- _Input_:
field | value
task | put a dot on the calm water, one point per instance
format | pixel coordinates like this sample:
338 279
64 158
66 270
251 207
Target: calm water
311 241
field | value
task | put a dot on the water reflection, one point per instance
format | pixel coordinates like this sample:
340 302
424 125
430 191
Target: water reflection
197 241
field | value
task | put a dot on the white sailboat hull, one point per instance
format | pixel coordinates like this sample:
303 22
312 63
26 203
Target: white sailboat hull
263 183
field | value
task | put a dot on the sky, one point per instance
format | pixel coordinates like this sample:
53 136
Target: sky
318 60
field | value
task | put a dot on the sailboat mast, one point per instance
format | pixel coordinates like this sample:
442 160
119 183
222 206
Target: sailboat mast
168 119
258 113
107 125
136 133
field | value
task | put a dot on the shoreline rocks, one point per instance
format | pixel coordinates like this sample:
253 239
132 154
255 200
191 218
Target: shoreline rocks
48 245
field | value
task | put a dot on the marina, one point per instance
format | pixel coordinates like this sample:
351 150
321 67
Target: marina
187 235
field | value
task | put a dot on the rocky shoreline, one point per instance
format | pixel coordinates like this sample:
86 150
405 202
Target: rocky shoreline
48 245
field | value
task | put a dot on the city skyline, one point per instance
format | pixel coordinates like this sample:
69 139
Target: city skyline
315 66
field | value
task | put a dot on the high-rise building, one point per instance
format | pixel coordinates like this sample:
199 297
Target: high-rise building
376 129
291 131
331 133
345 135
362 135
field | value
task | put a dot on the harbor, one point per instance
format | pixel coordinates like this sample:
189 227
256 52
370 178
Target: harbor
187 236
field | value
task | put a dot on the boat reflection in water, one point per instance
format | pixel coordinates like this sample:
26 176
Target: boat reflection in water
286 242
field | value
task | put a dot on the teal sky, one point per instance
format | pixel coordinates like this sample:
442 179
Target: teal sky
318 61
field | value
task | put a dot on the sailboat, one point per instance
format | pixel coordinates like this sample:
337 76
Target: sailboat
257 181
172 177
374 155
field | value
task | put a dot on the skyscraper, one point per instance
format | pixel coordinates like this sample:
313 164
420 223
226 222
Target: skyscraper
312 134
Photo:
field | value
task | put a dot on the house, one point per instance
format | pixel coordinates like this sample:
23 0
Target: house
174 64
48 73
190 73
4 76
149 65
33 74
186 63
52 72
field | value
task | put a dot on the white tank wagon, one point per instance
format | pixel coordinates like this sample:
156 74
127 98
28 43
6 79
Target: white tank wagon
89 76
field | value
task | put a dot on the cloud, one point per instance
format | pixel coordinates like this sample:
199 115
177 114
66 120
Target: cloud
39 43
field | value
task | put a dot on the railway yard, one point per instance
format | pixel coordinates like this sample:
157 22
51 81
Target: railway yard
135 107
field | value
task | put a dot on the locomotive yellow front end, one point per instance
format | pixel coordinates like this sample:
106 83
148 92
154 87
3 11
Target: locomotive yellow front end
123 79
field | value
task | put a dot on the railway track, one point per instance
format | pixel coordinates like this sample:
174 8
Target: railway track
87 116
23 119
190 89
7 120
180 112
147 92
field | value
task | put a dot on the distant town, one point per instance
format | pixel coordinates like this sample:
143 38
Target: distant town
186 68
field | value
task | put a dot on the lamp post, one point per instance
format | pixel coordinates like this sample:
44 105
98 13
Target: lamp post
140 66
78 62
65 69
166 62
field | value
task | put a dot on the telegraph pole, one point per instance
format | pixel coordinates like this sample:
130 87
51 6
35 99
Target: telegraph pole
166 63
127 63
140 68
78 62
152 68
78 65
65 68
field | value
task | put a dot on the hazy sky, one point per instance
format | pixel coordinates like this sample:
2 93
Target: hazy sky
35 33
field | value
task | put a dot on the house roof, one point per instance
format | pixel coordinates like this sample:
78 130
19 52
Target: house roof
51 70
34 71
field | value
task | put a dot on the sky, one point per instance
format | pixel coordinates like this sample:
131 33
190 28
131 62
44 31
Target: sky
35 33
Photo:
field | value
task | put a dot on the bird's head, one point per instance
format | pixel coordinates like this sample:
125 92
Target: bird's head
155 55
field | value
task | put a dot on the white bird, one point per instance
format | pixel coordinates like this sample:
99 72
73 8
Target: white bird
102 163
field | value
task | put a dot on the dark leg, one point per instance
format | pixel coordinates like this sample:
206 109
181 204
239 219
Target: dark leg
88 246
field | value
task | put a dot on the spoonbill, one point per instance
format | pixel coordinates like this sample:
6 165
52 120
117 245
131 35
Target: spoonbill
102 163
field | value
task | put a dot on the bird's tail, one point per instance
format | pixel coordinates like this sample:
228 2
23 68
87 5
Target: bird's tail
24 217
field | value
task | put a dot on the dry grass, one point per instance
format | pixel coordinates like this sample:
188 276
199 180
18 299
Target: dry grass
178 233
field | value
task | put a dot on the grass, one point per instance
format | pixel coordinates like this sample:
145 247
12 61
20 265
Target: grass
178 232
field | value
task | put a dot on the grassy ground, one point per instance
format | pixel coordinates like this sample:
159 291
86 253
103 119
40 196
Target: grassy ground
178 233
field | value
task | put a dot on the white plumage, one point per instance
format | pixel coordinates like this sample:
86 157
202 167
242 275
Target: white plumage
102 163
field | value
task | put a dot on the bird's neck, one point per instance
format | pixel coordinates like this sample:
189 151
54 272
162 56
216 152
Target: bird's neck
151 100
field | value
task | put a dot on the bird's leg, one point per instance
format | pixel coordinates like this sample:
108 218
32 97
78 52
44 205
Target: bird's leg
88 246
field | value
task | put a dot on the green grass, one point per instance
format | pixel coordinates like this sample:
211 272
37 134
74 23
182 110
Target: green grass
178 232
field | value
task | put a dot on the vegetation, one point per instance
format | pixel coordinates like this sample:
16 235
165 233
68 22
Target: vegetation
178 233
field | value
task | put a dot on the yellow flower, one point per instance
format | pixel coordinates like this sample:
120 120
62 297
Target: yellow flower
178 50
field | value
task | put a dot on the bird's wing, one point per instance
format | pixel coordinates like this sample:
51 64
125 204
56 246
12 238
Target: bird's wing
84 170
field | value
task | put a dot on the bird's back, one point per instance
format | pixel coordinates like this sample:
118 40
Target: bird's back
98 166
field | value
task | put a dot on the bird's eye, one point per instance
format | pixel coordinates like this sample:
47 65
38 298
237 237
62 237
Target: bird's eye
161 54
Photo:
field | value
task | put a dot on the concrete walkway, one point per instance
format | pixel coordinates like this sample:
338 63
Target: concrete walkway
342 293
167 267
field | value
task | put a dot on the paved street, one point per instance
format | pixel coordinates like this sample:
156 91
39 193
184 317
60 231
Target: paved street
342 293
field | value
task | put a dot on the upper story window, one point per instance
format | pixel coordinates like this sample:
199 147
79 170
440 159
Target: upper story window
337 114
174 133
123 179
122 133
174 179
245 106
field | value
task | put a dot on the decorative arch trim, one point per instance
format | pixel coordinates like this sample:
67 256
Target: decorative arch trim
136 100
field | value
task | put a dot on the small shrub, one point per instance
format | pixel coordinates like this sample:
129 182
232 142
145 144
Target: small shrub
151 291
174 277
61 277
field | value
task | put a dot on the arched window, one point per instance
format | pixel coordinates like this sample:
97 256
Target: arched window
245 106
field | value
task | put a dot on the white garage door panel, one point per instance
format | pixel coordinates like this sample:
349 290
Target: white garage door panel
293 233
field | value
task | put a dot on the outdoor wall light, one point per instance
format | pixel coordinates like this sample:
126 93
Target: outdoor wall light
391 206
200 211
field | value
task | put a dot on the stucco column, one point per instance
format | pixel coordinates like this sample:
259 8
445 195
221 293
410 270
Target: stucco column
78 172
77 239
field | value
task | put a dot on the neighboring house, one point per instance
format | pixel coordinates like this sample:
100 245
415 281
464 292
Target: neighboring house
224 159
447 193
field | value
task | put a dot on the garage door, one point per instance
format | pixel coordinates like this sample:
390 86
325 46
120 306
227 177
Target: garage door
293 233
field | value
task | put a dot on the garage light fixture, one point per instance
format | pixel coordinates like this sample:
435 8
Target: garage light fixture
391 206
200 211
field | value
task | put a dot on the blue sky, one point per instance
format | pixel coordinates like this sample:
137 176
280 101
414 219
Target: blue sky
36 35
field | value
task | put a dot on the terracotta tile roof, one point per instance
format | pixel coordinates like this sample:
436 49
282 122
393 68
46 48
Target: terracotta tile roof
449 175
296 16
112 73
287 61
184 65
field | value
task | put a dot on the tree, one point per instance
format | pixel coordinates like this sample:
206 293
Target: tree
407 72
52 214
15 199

- _Directive_:
Find every line in the listing that contains the string "roof" and copy each one. Matching is case-sensitive.

- _The reply_:
task | put a dot on the house roof, one point per instance
Target: house roof
task | put a dot on the terracotta tile roof, one point per instance
Target: terracotta tile roof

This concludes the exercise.